(Collected data)
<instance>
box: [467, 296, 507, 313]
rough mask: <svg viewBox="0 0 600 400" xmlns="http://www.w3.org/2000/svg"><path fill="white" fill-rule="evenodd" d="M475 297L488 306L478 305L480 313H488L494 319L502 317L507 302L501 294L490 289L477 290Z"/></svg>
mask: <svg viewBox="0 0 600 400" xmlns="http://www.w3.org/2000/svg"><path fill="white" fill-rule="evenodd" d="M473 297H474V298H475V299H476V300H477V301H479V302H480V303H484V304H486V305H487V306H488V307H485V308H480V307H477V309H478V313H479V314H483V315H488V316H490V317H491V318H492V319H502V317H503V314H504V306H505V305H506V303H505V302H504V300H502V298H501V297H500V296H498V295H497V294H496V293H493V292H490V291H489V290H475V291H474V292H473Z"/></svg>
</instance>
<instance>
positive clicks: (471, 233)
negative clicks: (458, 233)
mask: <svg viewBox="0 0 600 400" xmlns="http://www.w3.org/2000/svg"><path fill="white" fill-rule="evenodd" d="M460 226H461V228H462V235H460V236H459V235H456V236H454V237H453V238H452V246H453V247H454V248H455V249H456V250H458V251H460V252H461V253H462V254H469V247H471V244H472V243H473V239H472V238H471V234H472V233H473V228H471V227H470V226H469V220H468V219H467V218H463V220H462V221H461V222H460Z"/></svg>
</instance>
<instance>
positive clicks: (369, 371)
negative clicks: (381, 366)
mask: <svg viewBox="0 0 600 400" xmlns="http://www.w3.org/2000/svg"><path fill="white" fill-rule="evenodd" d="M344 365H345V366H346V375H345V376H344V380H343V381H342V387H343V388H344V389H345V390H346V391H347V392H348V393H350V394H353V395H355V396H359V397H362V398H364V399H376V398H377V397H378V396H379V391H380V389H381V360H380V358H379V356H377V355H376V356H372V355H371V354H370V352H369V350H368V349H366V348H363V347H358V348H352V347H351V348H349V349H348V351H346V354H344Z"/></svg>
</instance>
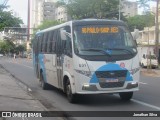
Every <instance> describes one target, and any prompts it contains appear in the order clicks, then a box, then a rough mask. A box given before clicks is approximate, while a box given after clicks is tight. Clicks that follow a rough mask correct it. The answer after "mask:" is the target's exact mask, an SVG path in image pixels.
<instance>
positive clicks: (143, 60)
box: [140, 54, 158, 68]
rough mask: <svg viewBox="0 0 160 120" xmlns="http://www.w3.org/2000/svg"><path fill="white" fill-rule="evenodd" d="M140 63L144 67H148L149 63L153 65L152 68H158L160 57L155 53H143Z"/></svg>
mask: <svg viewBox="0 0 160 120" xmlns="http://www.w3.org/2000/svg"><path fill="white" fill-rule="evenodd" d="M140 65H141V66H142V67H147V65H149V66H150V65H151V67H152V68H158V59H157V57H156V56H155V55H147V54H143V56H142V59H141V62H140Z"/></svg>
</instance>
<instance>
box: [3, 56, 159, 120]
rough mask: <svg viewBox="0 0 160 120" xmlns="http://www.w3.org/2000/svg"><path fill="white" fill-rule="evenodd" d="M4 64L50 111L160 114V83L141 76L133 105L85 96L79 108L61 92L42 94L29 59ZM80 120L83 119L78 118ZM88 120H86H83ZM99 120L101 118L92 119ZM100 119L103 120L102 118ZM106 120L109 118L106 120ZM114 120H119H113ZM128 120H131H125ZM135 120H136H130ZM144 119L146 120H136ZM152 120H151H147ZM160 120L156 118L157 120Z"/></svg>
mask: <svg viewBox="0 0 160 120" xmlns="http://www.w3.org/2000/svg"><path fill="white" fill-rule="evenodd" d="M0 64H2V65H3V66H4V67H5V68H6V69H7V70H9V71H10V72H11V73H12V74H14V75H15V76H16V77H17V78H18V79H20V80H21V81H22V82H24V83H25V84H27V85H28V86H29V87H30V88H31V89H32V93H33V95H34V96H35V97H36V98H38V99H39V100H40V101H41V103H43V105H45V106H46V107H47V108H48V109H49V110H55V109H56V110H63V111H157V110H158V111H160V102H159V101H160V96H159V91H160V87H159V85H160V79H159V78H153V77H145V76H141V84H140V91H138V92H135V94H134V97H133V99H132V100H131V101H130V102H123V101H121V100H120V98H119V96H117V95H96V96H83V97H82V98H81V100H80V102H79V103H78V104H70V103H69V102H68V101H67V99H66V96H65V95H64V94H63V93H62V92H61V91H59V90H57V89H54V88H52V89H51V90H47V91H44V90H41V88H40V87H39V84H38V80H37V79H36V78H35V77H34V73H33V68H32V61H31V60H26V59H16V60H14V59H6V58H3V59H2V58H1V61H0ZM76 119H79V118H76ZM80 119H84V120H85V119H86V118H80ZM88 119H92V120H97V118H88ZM98 119H100V118H98ZM101 119H105V120H106V118H102V117H101ZM112 119H113V120H114V119H117V118H113V117H112ZM121 119H122V120H123V119H124V118H121ZM125 119H128V118H125ZM130 119H131V120H132V119H134V118H130ZM137 119H142V118H136V120H137ZM145 119H146V120H147V119H148V120H150V119H151V118H145ZM156 119H157V120H158V119H159V118H154V120H156Z"/></svg>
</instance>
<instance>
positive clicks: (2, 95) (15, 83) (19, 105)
mask: <svg viewBox="0 0 160 120" xmlns="http://www.w3.org/2000/svg"><path fill="white" fill-rule="evenodd" d="M46 110H47V109H46V108H45V107H44V106H43V105H42V104H41V103H40V102H39V101H38V100H36V99H34V98H33V97H32V96H30V95H29V93H28V92H27V91H25V90H24V89H22V87H21V86H20V85H19V84H18V82H17V81H16V80H15V79H14V78H13V77H12V76H11V75H10V74H9V73H7V72H6V71H5V70H4V69H3V67H2V66H1V65H0V112H3V111H46ZM0 120H12V118H1V117H0ZM13 120H15V118H14V119H13ZM17 120H19V118H17ZM21 120H22V119H21Z"/></svg>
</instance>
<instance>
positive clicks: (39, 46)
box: [39, 35, 43, 53]
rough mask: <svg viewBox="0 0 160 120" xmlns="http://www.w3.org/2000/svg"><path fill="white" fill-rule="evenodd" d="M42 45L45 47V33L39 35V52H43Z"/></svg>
mask: <svg viewBox="0 0 160 120" xmlns="http://www.w3.org/2000/svg"><path fill="white" fill-rule="evenodd" d="M42 47H43V35H41V36H40V37H39V52H40V53H41V52H42Z"/></svg>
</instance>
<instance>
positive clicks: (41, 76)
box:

(Task prompt)
Return all records above verbatim without their pictures.

(Task solution)
<instance>
box: [467, 296, 507, 313]
rough mask: <svg viewBox="0 0 600 400" xmlns="http://www.w3.org/2000/svg"><path fill="white" fill-rule="evenodd" d="M475 297L488 306L478 305L480 313H488L494 319L502 317L507 302L501 294L490 289L477 290Z"/></svg>
mask: <svg viewBox="0 0 600 400" xmlns="http://www.w3.org/2000/svg"><path fill="white" fill-rule="evenodd" d="M473 297H474V298H475V299H476V300H477V301H479V302H480V303H484V304H486V305H487V306H488V307H485V308H480V307H477V309H478V313H479V314H483V315H488V316H490V317H491V318H492V319H502V317H503V314H504V306H505V305H506V303H505V302H504V300H502V298H501V297H500V296H498V295H497V294H496V293H493V292H490V291H489V290H475V291H474V292H473Z"/></svg>
</instance>
<instance>
positive clicks: (471, 233)
negative clicks: (458, 233)
mask: <svg viewBox="0 0 600 400" xmlns="http://www.w3.org/2000/svg"><path fill="white" fill-rule="evenodd" d="M460 226H461V228H462V235H460V236H459V235H456V236H454V237H453V238H452V246H453V247H454V248H455V249H456V250H458V251H460V252H461V253H462V254H469V247H471V244H472V243H473V239H472V238H471V234H472V233H473V228H471V227H470V226H469V220H468V219H467V218H463V220H462V221H461V222H460Z"/></svg>
</instance>
<instance>
positive clicks: (369, 371)
negative clicks: (381, 366)
mask: <svg viewBox="0 0 600 400" xmlns="http://www.w3.org/2000/svg"><path fill="white" fill-rule="evenodd" d="M344 365H345V366H346V375H345V376H344V380H343V381H342V387H343V388H344V389H345V390H346V391H347V392H348V393H350V394H353V395H355V396H359V397H362V398H364V399H376V398H377V397H378V396H379V391H380V389H381V360H380V358H379V356H377V355H376V356H372V355H371V354H370V352H369V350H368V349H366V348H363V347H358V348H352V347H351V348H349V349H348V351H346V354H344Z"/></svg>
</instance>
Every <instance> describes one target, and any prompts it contains appear in the order clicks, then a box, then a rough mask. A box given before clicks is approximate, while a box given after clicks is tight. Clicks that follow a rough mask correct it. The answer after "mask:" is the target's exact mask, an SVG path in image pixels.
<instance>
positive clicks: (143, 60)
box: [140, 54, 158, 68]
rough mask: <svg viewBox="0 0 160 120" xmlns="http://www.w3.org/2000/svg"><path fill="white" fill-rule="evenodd" d="M140 63L144 67H148L149 63L153 65L152 68H158L160 57L155 53H143Z"/></svg>
mask: <svg viewBox="0 0 160 120" xmlns="http://www.w3.org/2000/svg"><path fill="white" fill-rule="evenodd" d="M140 65H141V66H142V67H147V65H149V66H150V65H151V67H152V68H158V59H157V57H156V56H155V55H147V54H143V56H142V59H141V62H140Z"/></svg>
</instance>
<instance>
box: [3, 56, 159, 120]
rough mask: <svg viewBox="0 0 160 120" xmlns="http://www.w3.org/2000/svg"><path fill="white" fill-rule="evenodd" d="M4 64L50 111L160 114V83L141 76L133 105L85 96L79 108L61 92L42 94L29 59ZM80 120L83 119L78 118ZM88 120H86H83ZM99 120L101 118L92 119ZM100 119L103 120L102 118ZM106 120L109 118L106 120ZM114 120H119H113ZM128 120H131H125ZM135 120H136H130ZM144 119L146 120H136ZM152 120H151H147ZM160 120L156 118L157 120Z"/></svg>
mask: <svg viewBox="0 0 160 120" xmlns="http://www.w3.org/2000/svg"><path fill="white" fill-rule="evenodd" d="M0 64H2V65H3V66H4V67H5V68H6V69H7V70H9V71H10V72H11V73H12V74H14V75H15V76H16V77H17V78H18V79H20V80H21V81H22V82H24V83H25V84H27V85H28V86H29V87H30V88H31V89H32V93H33V95H34V96H35V97H36V98H38V99H39V100H40V101H41V103H43V105H45V106H46V107H47V108H48V109H49V110H55V109H56V110H63V111H157V110H158V111H160V102H159V101H160V96H159V91H160V87H159V85H160V79H159V78H153V77H145V76H141V84H140V91H138V92H135V94H134V97H133V99H132V100H131V101H130V102H123V101H121V100H120V98H119V96H117V95H96V96H83V97H82V98H81V100H80V102H79V103H78V104H70V103H69V102H68V101H67V99H66V96H65V95H64V94H63V93H62V92H61V91H59V90H57V89H54V88H52V89H51V90H47V91H44V90H41V88H40V87H39V84H38V80H37V79H36V78H35V77H34V73H33V68H32V61H31V60H26V59H16V60H14V59H6V58H3V59H2V58H1V61H0ZM76 119H79V118H76ZM80 119H84V120H85V119H86V118H80ZM88 119H92V120H97V118H88ZM98 119H100V118H98ZM101 119H105V120H106V118H102V117H101ZM112 119H113V120H114V119H117V118H113V117H112ZM121 119H122V120H123V119H124V118H121ZM125 119H128V118H125ZM130 119H131V120H132V119H134V118H130ZM137 119H142V118H136V120H137ZM145 119H146V120H147V119H148V120H150V119H151V118H145ZM156 119H157V120H158V119H159V118H154V120H156Z"/></svg>
</instance>
<instance>
positive clicks: (2, 95) (15, 83) (19, 105)
mask: <svg viewBox="0 0 160 120" xmlns="http://www.w3.org/2000/svg"><path fill="white" fill-rule="evenodd" d="M46 110H47V109H46V108H45V107H44V106H43V105H42V104H41V103H40V102H39V101H38V100H36V99H34V98H33V97H32V96H30V95H29V93H28V92H27V91H25V90H24V89H22V87H21V86H20V85H19V84H18V82H17V81H16V80H15V79H14V78H13V77H12V76H11V75H10V74H9V73H7V72H6V71H5V70H4V69H3V67H2V66H1V65H0V112H3V111H46ZM0 120H12V118H1V117H0ZM13 120H15V118H14V119H13ZM17 120H19V118H17ZM21 120H22V119H21Z"/></svg>
</instance>
<instance>
positive clicks: (39, 46)
box: [39, 35, 43, 53]
rough mask: <svg viewBox="0 0 160 120" xmlns="http://www.w3.org/2000/svg"><path fill="white" fill-rule="evenodd" d="M42 45L45 47V33L39 35V52H43Z"/></svg>
mask: <svg viewBox="0 0 160 120" xmlns="http://www.w3.org/2000/svg"><path fill="white" fill-rule="evenodd" d="M42 47H43V35H41V36H40V37H39V52H40V53H41V52H42Z"/></svg>
</instance>
<instance>
positive clicks: (41, 76)
box:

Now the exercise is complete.